__TASK__
Echo each of these records back line for line, unchanged.

*** LISTED ENTRIES

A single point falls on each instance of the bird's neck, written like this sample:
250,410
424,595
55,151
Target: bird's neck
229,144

******

__THE SOLUTION__
A single point falls on each instance of the bird's neck, written like this sample:
250,410
424,595
55,151
Target: bird's neck
229,144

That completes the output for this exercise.